What is expected => Rewrite every line of the rows below as a numbered list, skipping blank lines. Leave the pictures out of your answer.

Coordinate labeling data
----

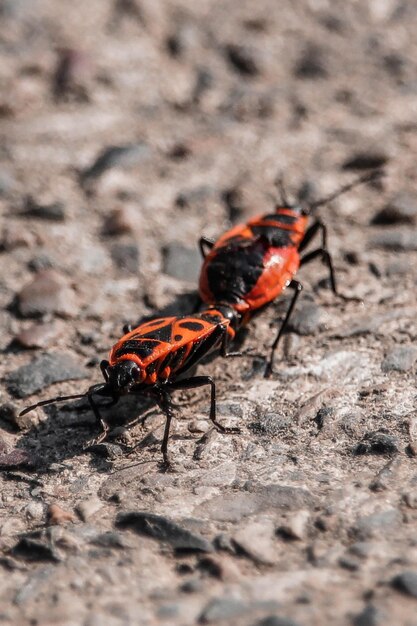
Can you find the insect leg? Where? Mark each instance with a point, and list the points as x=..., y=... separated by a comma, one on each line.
x=105, y=427
x=294, y=284
x=199, y=381
x=205, y=244
x=164, y=402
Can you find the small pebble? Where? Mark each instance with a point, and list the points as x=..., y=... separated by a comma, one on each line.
x=370, y=616
x=222, y=609
x=48, y=292
x=126, y=156
x=41, y=372
x=296, y=526
x=126, y=257
x=39, y=335
x=377, y=442
x=406, y=582
x=120, y=221
x=88, y=508
x=35, y=510
x=242, y=59
x=311, y=64
x=401, y=209
x=181, y=262
x=363, y=160
x=53, y=212
x=400, y=359
x=58, y=516
x=400, y=239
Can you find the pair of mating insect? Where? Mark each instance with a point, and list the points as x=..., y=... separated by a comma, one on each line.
x=242, y=273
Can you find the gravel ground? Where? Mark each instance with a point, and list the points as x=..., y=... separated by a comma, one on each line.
x=128, y=129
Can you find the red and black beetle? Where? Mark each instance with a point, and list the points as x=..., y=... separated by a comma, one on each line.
x=251, y=264
x=152, y=359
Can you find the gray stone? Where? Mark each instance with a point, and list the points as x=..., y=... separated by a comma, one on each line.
x=398, y=239
x=275, y=620
x=117, y=156
x=406, y=582
x=377, y=442
x=369, y=526
x=243, y=59
x=165, y=530
x=233, y=507
x=365, y=159
x=221, y=609
x=370, y=616
x=181, y=262
x=400, y=359
x=47, y=293
x=126, y=256
x=401, y=209
x=52, y=212
x=307, y=318
x=41, y=372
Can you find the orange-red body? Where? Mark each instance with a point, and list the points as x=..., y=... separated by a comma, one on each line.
x=166, y=346
x=251, y=264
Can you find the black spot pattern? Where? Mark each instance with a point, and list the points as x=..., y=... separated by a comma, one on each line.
x=160, y=334
x=141, y=348
x=234, y=271
x=190, y=325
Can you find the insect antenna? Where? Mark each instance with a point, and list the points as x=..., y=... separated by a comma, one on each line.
x=51, y=401
x=366, y=178
x=279, y=184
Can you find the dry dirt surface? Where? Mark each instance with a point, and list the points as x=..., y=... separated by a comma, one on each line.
x=129, y=128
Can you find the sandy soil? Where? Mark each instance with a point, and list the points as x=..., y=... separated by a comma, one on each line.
x=127, y=130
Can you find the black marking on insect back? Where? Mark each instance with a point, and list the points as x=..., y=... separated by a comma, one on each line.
x=203, y=347
x=189, y=325
x=177, y=358
x=141, y=348
x=283, y=218
x=152, y=323
x=213, y=318
x=160, y=334
x=234, y=271
x=275, y=236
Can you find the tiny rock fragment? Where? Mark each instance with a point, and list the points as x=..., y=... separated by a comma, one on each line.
x=71, y=76
x=377, y=442
x=311, y=64
x=400, y=359
x=401, y=209
x=38, y=335
x=117, y=156
x=396, y=239
x=242, y=59
x=41, y=372
x=88, y=508
x=296, y=526
x=165, y=530
x=126, y=256
x=58, y=516
x=370, y=616
x=363, y=160
x=14, y=236
x=219, y=609
x=181, y=262
x=52, y=211
x=120, y=221
x=406, y=582
x=275, y=620
x=256, y=540
x=48, y=292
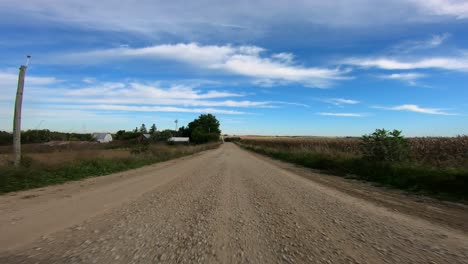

----

Result below =>
1. Can you find the insect leg? Where? Mark each instance with a point, and list the points as x=..., y=... separated by a comma, one on each line.
2. x=105, y=427
3. x=294, y=284
4. x=199, y=381
5. x=205, y=244
6. x=164, y=402
7. Can you find the small pebble? Where? Mark each instance with a point, and list the points as x=..., y=... separated by a comma, one on each line.
8. x=370, y=616
9. x=222, y=609
10. x=48, y=292
11. x=126, y=156
12. x=41, y=372
13. x=296, y=526
14. x=126, y=257
15. x=39, y=335
16. x=377, y=442
17. x=406, y=582
18. x=120, y=221
19. x=88, y=508
20. x=35, y=510
21. x=242, y=59
22. x=311, y=64
23. x=401, y=209
24. x=181, y=262
25. x=363, y=160
26. x=53, y=212
27. x=400, y=359
28. x=58, y=516
29. x=400, y=239
30. Can you find the pair of mating insect? Where? Mark each instance with a point, and list the points as x=..., y=... separated by a comma, one on each line.
31. x=242, y=273
32. Can you find the gravel ground? Where? Mark each instance with a point, and list the points as x=..., y=... separated by a comma, one on each line.
33. x=128, y=129
34. Can you find the red and black beetle? Where? Mark each instance with a point, and list the points as x=..., y=... separated by a comma, one on each line.
35. x=251, y=264
36. x=152, y=359
37. Can you find the gray stone? Where? Mark each instance with a point, and list the points as x=..., y=... separated by a comma, one on each line.
38. x=398, y=239
39. x=275, y=620
40. x=117, y=156
41. x=406, y=582
42. x=377, y=442
43. x=369, y=526
44. x=243, y=59
45. x=165, y=530
46. x=233, y=507
47. x=365, y=159
48. x=221, y=609
49. x=370, y=616
50. x=181, y=262
51. x=400, y=359
52. x=47, y=293
53. x=126, y=256
54. x=401, y=209
55. x=52, y=212
56. x=307, y=318
57. x=41, y=372
58. Can you find the orange-red body? Where? Mark each instance with a point, and list the points as x=..., y=... separated by a comma, one on each line.
59. x=166, y=346
60. x=251, y=264
61. Can you find the black spot pattern? Where? Mark each instance with a point, and list the points as x=..., y=... separated by a comma, one on each line.
62. x=160, y=334
63. x=141, y=348
64. x=234, y=271
65. x=190, y=325
66. Can you find the insect antenna? Where? Mark each instance with a point, and list the points as x=..., y=... separated by a comma, one on each line.
67. x=51, y=401
68. x=366, y=178
69. x=279, y=184
70. Can you find the dry dirt surface? Where? Mark each instance with a point, and list the points as x=..., y=... separated by a comma, one on each line.
71. x=129, y=128
72. Can you find the sandy soil? Where? Mark each instance with a point, and list the points as x=..., y=... separated by a comma, one on each line.
73. x=127, y=130
74. Can you find the black marking on insect back? Where? Mark each instance with a point, and list the points as x=..., y=... separated by a comma, one on each line.
75. x=203, y=347
76. x=189, y=325
77. x=177, y=358
78. x=141, y=348
79. x=283, y=218
80. x=152, y=323
81. x=213, y=318
82. x=160, y=334
83. x=234, y=271
84. x=275, y=236
85. Can you find the tiny rock fragment? Where? Mark each instance with a point, and list the points as x=..., y=... separated by a comma, one on each line.
86. x=71, y=76
87. x=377, y=442
88. x=311, y=64
89. x=400, y=359
90. x=401, y=209
91. x=38, y=335
92. x=117, y=156
93. x=396, y=239
94. x=242, y=59
95. x=41, y=372
96. x=88, y=508
97. x=296, y=526
98. x=165, y=530
99. x=126, y=256
100. x=58, y=516
101. x=370, y=616
102. x=363, y=160
103. x=14, y=236
104. x=219, y=609
105. x=181, y=262
106. x=52, y=211
107. x=120, y=221
108. x=406, y=582
109. x=275, y=620
110. x=256, y=540
111. x=48, y=292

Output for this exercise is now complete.